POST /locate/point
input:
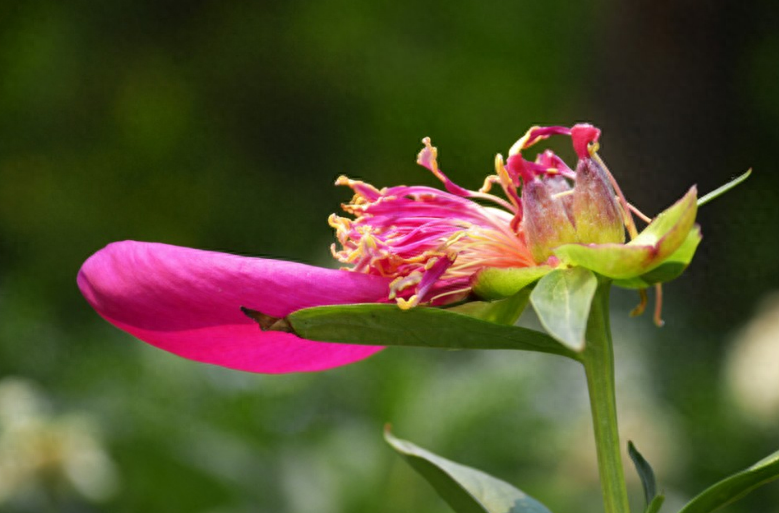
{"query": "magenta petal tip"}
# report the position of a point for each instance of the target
(188, 302)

────────────────

*WHAT YOU WILL DO*: Each entry is to be output exactly, and no picture is to appear.

*SOLUTION FOR THIS EXERCISE*:
POST /locate/point
input:
{"query": "magenta petal tip"}
# report the position of a point for each instance of the target
(188, 302)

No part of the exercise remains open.